>> Begin Text shown

While there are numerous reasons for using cover crops, a primary one is improving soil health.
In fact, it’s the one benefit most farmers using cover crops have experienced: In the most recent Cover Crop Survey Annual Report, of those who rated the statement, “Using cover crops has improved soil health on my farm,” 86% agreed or strongly agreed.
The report notes that it’s interesting and heartening that “soil health reflects an embrace of a long-term, hard-to-quantify benefit of cover crops, and that for the past two surveys, it has achieved the top spot by garnering 86% of the responses.”
While soil health may be harder to quantify than benefits like biomass production or input savings, there are ways of measuring how cover crops are making a difference in your soil.
1. Reduced Erosion
Protecting soil from wind and water erosion is a common reason growers begin using cover crops.
The easiest way to monitor this benefit is simply by looking for signs that less erosion is occuring. Diane Stott, National Soil Health Specialist for the USDA NRCS’s Soil Health Division, says you can visibly notice less erosion by seeing how little runoff there is from a field after a rain or strong wings. If you have tile drainage, it should be relatively clear after a rain.
But to quantify a reduction in erosion, Stott says you place use stakes with measurement marks at the edge of your fields, preferably with one stake in a nearby field that’s not in cover crops for comparison. Over time, you can check those measurements on the stakes to see how little soil you’re losing, if any, compared to the fields that are bare.
Stott notes that it doesn’t take much for a significant amount of soil to be lost. In fact, if a field loses as little as ¼ of an inch of soil per acre, that’s 10 tons of topsoil gone.
“I have seen fields where people who have been in cover crops for a number of years, compared to their neighbors who have not, and it’s frightening the amount of difference there is in the level of soil between the two,” Stott says.

>> End Text shown

What this exercise asks -
- A) List every benefit of cover crops that the cover crop text names.
- B) Rewrite the paragraph of the cover crop text beginning "But to quantify a reduction in erosion" as a short list of steps.
The lines that come next have no part in this work.

>> Begin Collected material

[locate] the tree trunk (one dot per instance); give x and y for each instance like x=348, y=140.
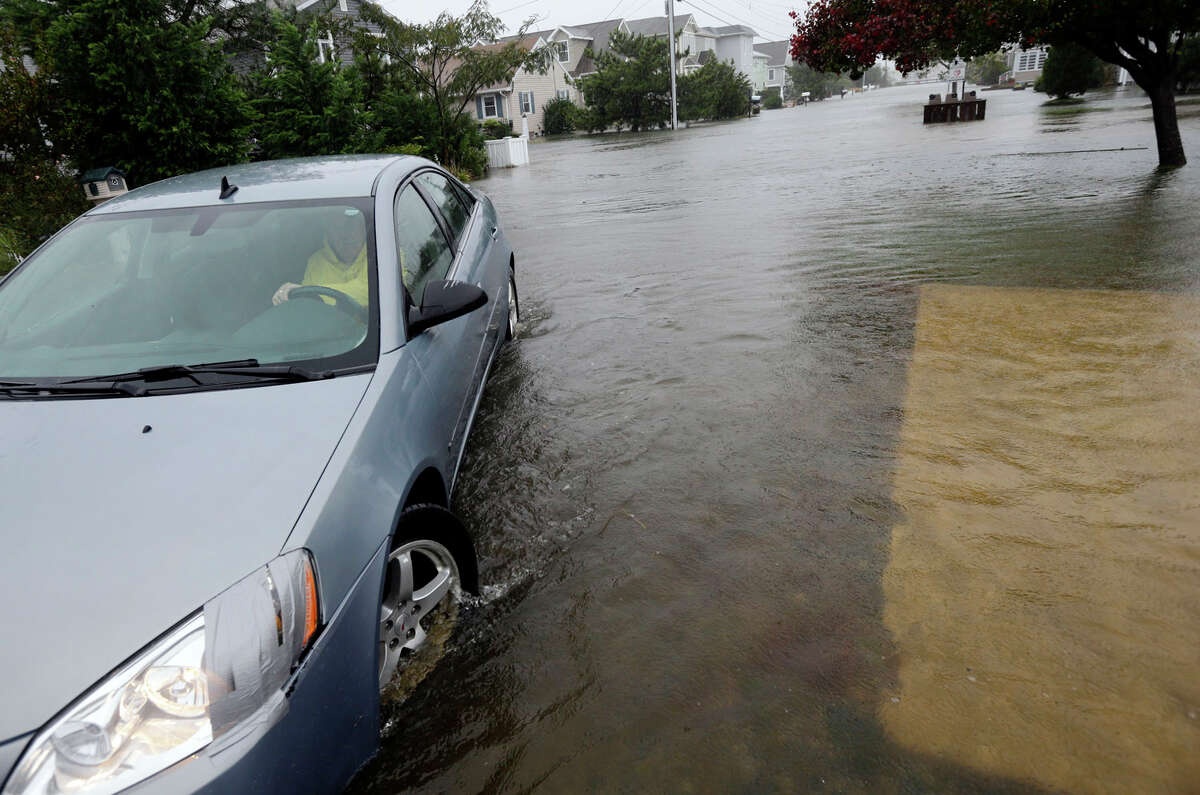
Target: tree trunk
x=1167, y=124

>> End Collected material

Answers in order -
- A)
- Improved soil health
- Biomass production
- Input savings
- Protection of soil from wind and water erosion (reduced erosion)

- B)
- Place stakes with measurement marks at the edges of your fields.
- Preferably put one stake in a nearby field without cover crops for comparison.
- Check the stake measurements over time to see how little soil, if any, you lose compared with bare fields.